Stated goal
Reproduce word for word the stretch of the notes on evaluating telehealth studies from "2. Can we put" through "in the study.".

Selected passage
● ● ● ● ●
1. In weighing up the balance of evidence, how can you avoid ascertainment bias and include some measures of pilots/studies that did not make it into print? We all know that it is usally the positive studies that get printed :)
2. Can we put a definition on 'telehealth/telecare'? We usually mean it as a complex intervention, maybe understanding which components help/work would be a good way forward.
3. We need to be clear on the comparitor intervention- 'usual care' isn't what it used to be! If the studies are more than a few years old, it is likely that 'usual care' now may be superior to what happened in the study.
● ● ● ● ●
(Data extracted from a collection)
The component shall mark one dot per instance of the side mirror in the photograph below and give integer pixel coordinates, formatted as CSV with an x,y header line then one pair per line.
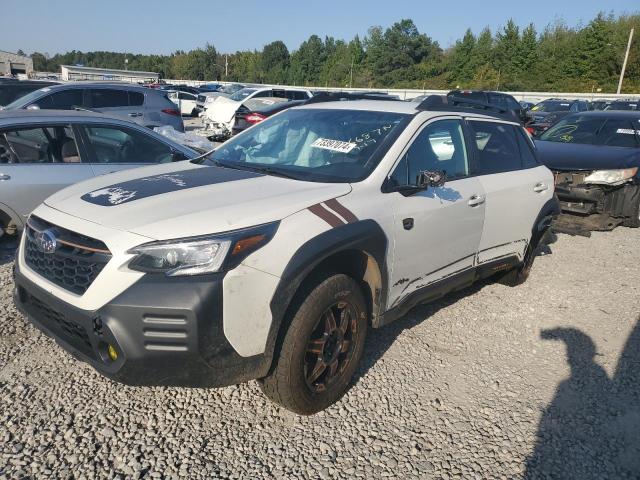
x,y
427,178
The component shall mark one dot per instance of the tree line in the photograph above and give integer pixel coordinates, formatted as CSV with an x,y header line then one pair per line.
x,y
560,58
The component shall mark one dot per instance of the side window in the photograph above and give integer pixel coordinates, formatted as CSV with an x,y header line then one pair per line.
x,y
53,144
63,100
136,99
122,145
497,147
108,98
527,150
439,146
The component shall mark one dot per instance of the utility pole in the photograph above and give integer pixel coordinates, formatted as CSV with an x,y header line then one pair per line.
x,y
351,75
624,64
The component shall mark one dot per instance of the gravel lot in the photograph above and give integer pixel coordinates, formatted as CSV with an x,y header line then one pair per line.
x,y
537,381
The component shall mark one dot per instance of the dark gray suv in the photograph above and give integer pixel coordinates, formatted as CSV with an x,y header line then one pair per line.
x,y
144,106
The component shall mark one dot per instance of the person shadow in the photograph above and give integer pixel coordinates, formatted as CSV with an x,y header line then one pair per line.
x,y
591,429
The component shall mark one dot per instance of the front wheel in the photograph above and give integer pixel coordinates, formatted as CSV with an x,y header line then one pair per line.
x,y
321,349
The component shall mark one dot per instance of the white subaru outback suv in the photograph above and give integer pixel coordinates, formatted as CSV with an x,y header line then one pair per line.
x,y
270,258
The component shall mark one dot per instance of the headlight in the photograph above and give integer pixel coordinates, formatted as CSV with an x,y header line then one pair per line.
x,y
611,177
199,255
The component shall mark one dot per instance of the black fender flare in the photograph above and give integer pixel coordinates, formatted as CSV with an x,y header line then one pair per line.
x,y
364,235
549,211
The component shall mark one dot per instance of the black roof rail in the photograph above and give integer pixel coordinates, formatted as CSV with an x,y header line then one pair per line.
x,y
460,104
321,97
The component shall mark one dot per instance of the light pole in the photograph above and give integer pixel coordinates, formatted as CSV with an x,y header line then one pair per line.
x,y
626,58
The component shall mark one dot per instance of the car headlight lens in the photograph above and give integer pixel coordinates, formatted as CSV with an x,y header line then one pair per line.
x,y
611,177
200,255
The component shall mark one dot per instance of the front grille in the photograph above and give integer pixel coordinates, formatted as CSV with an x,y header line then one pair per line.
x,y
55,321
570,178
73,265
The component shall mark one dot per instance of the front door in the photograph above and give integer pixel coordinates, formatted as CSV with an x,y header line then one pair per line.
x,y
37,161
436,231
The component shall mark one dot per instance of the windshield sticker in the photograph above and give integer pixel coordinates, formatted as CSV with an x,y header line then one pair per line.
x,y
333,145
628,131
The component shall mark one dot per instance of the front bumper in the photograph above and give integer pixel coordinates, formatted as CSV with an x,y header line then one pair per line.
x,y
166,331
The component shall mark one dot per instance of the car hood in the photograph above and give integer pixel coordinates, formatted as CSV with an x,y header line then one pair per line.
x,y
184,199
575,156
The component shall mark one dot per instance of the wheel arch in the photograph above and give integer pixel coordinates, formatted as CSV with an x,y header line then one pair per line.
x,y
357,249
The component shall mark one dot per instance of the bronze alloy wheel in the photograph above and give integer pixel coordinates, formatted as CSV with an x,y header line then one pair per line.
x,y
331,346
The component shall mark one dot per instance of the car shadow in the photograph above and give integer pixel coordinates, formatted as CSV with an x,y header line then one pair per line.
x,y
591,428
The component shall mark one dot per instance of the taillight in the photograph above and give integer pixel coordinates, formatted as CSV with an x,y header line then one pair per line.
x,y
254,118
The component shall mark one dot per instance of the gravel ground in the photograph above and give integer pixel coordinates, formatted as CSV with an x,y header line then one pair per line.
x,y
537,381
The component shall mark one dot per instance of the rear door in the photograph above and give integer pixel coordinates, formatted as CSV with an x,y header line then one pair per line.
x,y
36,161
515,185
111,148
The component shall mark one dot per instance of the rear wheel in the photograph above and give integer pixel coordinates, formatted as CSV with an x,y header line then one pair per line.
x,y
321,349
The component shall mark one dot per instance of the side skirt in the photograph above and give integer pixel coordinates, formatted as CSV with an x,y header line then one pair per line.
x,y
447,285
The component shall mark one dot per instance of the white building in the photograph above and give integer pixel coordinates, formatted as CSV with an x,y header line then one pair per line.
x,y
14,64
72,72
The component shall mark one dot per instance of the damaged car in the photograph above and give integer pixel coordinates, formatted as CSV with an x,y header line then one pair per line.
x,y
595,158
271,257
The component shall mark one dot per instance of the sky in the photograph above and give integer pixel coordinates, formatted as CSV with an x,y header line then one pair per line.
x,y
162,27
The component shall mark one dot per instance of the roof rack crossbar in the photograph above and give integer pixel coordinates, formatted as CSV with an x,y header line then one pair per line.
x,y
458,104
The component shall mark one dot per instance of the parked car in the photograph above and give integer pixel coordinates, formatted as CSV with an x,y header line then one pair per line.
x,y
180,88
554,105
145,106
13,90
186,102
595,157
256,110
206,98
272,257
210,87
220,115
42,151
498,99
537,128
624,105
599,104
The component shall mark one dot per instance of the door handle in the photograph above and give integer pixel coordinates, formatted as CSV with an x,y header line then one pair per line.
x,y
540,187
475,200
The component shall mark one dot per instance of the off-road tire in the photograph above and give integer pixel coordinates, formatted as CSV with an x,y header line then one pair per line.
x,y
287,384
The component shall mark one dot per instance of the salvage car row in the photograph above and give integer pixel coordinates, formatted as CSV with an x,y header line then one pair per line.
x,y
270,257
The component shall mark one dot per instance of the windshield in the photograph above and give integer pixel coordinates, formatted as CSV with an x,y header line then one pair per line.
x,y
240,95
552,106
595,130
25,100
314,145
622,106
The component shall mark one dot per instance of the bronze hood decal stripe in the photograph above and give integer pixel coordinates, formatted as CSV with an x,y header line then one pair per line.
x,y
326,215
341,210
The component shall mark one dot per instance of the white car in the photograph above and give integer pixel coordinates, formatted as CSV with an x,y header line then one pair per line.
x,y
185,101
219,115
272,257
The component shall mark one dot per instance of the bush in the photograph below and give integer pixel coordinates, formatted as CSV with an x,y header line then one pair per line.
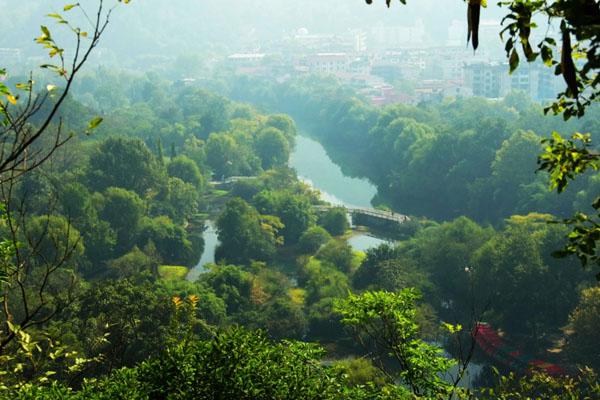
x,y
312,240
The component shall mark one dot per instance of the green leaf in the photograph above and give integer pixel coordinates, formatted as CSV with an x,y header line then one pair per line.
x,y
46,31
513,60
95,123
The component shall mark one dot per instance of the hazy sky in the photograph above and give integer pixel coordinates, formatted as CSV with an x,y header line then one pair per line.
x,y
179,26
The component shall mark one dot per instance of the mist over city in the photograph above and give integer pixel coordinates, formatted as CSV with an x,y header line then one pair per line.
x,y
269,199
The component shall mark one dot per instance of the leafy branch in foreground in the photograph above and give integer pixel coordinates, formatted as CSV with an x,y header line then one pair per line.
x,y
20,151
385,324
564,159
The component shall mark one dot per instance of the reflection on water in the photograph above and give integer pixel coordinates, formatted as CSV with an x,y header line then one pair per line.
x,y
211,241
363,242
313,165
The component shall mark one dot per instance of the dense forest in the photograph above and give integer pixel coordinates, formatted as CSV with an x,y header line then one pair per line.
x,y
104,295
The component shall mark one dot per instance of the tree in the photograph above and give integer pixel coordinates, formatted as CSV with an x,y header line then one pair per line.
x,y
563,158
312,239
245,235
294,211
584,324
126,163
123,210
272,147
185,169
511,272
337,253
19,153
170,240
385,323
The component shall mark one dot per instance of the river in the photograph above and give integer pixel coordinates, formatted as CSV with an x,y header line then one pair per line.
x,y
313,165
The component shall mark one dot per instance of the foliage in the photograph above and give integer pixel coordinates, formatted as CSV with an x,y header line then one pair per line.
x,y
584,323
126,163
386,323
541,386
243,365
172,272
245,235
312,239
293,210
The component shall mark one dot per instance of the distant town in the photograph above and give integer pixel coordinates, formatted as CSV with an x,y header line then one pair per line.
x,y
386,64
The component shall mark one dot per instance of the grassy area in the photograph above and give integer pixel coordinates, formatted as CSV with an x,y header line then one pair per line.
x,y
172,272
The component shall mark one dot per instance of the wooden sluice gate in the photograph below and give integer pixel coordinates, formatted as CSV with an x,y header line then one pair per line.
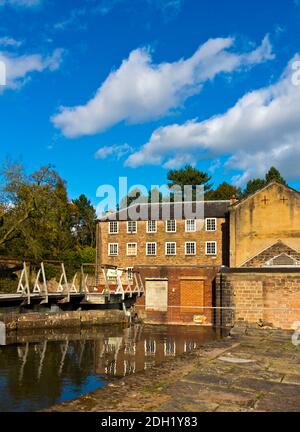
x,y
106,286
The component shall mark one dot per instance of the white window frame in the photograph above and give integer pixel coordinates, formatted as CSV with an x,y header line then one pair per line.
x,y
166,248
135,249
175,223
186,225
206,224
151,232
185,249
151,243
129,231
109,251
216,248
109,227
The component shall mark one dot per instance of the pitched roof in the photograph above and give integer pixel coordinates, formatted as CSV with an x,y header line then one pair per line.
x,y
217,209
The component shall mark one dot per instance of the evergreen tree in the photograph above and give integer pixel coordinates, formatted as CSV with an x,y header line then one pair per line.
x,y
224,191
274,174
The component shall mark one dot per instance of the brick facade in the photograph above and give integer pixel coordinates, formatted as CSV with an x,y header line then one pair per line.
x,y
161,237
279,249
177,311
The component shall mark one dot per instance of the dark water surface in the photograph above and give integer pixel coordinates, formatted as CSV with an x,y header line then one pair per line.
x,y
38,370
● ● ● ● ●
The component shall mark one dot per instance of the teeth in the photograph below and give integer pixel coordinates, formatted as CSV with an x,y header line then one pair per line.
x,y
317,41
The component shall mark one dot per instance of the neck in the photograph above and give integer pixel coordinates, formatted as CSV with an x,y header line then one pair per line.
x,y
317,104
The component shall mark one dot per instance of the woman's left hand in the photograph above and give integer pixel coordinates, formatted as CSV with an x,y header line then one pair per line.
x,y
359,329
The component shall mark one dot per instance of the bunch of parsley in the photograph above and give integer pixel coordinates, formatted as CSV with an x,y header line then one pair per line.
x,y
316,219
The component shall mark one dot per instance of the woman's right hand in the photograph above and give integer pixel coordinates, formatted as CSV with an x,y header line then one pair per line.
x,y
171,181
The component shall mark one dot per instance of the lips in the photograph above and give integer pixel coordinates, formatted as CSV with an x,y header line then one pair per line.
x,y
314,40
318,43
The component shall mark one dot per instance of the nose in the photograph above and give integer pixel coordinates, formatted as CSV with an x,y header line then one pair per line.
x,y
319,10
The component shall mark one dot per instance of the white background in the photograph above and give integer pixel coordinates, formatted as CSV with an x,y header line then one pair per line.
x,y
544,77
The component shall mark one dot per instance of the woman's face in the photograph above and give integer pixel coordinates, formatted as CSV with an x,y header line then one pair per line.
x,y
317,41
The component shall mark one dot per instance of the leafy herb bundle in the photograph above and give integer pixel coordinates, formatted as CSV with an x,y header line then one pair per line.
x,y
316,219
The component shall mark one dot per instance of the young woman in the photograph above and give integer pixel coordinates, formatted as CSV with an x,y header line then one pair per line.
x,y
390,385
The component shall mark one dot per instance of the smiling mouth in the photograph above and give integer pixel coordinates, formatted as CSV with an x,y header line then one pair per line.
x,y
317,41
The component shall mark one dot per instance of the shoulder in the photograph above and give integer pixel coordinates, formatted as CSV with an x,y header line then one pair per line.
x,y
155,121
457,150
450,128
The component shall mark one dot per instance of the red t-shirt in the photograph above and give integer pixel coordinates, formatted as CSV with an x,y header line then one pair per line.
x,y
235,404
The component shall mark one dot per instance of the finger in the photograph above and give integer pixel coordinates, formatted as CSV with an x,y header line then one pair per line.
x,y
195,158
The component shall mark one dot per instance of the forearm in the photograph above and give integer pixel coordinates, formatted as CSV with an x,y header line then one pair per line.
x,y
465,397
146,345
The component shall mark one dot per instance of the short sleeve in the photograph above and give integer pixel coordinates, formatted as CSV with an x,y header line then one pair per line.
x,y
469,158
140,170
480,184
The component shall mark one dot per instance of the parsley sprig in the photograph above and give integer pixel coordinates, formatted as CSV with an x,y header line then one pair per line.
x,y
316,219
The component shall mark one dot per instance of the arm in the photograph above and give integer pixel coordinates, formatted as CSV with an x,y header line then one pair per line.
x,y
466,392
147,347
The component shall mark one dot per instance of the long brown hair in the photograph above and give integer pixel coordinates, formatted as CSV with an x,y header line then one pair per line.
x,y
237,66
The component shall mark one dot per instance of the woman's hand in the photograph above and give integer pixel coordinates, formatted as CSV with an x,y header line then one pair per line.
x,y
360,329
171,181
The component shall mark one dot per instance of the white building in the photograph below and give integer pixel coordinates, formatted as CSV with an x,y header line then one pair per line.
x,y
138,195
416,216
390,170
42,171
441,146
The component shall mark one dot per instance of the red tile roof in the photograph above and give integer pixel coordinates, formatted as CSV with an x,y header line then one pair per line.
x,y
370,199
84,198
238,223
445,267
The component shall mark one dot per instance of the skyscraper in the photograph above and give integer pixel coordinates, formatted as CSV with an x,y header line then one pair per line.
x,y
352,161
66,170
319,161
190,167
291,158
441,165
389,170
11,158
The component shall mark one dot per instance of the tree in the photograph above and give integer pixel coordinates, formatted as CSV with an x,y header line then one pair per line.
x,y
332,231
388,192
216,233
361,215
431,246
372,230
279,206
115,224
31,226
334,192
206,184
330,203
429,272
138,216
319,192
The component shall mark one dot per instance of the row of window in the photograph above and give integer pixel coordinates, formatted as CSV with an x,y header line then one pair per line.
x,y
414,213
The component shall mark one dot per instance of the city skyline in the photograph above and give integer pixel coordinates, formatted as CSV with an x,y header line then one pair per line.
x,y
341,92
● ● ● ● ●
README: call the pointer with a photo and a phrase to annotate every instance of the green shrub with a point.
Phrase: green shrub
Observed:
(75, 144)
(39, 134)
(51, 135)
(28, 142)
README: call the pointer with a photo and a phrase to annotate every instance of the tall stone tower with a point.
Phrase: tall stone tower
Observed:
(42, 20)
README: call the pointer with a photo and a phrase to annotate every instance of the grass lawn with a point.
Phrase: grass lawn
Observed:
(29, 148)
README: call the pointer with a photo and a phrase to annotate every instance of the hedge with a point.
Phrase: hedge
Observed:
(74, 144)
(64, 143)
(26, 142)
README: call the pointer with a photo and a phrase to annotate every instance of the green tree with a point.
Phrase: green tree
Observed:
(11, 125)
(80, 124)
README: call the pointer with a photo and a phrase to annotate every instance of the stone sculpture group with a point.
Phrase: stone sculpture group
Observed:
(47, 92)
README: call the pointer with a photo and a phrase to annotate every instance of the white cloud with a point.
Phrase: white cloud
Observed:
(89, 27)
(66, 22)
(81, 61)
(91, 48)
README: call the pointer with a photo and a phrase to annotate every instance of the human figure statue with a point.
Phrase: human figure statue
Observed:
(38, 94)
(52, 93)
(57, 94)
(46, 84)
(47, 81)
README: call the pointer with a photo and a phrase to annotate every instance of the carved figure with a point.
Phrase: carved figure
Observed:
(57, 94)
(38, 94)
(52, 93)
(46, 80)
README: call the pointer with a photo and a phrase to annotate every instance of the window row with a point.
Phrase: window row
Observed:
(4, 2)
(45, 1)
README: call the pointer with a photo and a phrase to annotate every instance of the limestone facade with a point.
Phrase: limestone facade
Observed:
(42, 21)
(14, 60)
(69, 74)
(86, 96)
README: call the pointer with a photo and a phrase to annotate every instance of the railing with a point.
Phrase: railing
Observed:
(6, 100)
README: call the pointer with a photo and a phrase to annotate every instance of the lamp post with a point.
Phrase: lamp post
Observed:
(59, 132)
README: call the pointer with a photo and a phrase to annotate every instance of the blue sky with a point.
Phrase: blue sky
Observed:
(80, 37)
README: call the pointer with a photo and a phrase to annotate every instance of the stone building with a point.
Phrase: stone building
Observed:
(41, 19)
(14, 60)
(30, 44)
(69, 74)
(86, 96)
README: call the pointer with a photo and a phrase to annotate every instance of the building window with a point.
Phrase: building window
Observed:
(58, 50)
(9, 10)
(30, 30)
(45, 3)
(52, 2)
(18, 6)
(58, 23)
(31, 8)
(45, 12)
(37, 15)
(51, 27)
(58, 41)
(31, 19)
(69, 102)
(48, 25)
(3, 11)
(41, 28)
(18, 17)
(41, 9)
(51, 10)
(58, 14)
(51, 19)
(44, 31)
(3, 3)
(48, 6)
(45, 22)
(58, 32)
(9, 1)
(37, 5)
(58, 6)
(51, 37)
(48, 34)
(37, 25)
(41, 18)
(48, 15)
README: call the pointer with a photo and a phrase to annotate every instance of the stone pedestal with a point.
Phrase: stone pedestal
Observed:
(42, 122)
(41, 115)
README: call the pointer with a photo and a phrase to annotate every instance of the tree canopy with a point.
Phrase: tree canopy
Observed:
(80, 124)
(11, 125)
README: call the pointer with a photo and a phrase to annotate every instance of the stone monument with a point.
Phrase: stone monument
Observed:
● ● ● ● ●
Result
2. Can we put a definition on 'telehealth/telecare'? We usually mean it as a complex intervention, maybe understanding which components help/work would be a good way forward.
3. We need to be clear on the comparitor intervention- 'usual care' isn't what it used to be! If the studies are more than a few years old, it is likely that 'usual care' now may be superior to what happened in the study.